Tasks and exercises:
- 1) What title does the insomnia essay give The Senator?
- 2) Repeat word for word the part of the insomnia essay starting with "That photo of" and going on through "by the concept.".

Source document:
[Welcome to Autumn Time Change Weekend and a bit of wisdom from our most esteemed feline, The Senator, addressing the "Art of Slumber" for Let Sleeping Dogs Lie & Napping Cats Nap.]
HOW TO DEFEAT
THE DEMON OF INSOMNIA
By The Senator
Senior Advisor to the General Population
Greetings, fellow sleepers and those who wrestle with the challenge.
Getting to enjoy the mythical "good night's sleep" has proven to be a challenge in the 21st Century.
No need to get political or international, but you get my drift. Decibels and content echo throughout the nights.
For this edition of Let Sleeping Dogs Lie & Napping Cats Nap, we will focus on cats.
Why? Two reasons: (1) Foremost, I am a cat and (2) I have yet to encounter a cat who has insomnia.
Being challenged by a human's insomnia, however, can be vexing. You'll be out like a light in your favorite living room chair and, suddenly, some human will stagger into the room, grab the TV remove and shake the chair until you get out of it. Then he or she will leave the room and go to the kitchen. When you're comfortable again, they return with something that, apparently, can only be chewed in the manner of a hungry horse -- no offense to horses. So, what is the best way for a cat to sleep.
That photo of me on a delightfully speckled blanket shows the proper, traditionally artistic way to curl up and snooze.
Humans, pay attention: You will need to be limber. Warm up with back bends and side-straddle-hops (as the military used to call jumping jacks, I've been told). Just google "side straddle hops" and you'll have a selection of bi-pedal choices. No cat does side straddle hops. Dogs are bewildered by the concept.
I have included photos of my latest student in the Lost Art of Enjoyable Sleep.

Data block:
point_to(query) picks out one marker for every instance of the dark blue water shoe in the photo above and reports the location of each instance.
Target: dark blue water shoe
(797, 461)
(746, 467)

Task results:
- 1) Senior Advisor to the General Population

- 2)
That photo of me on a delightfully speckled blanket shows the proper, traditionally artistic way to curl up and snooze.
Humans, pay attention: You will need to be limber. Warm up with back bends and side-straddle-hops (as the military used to call jumping jacks, I've been told). Just google "side straddle hops" and you'll have a selection of bi-pedal choices. No cat does side straddle hops. Dogs are bewildered by the concept.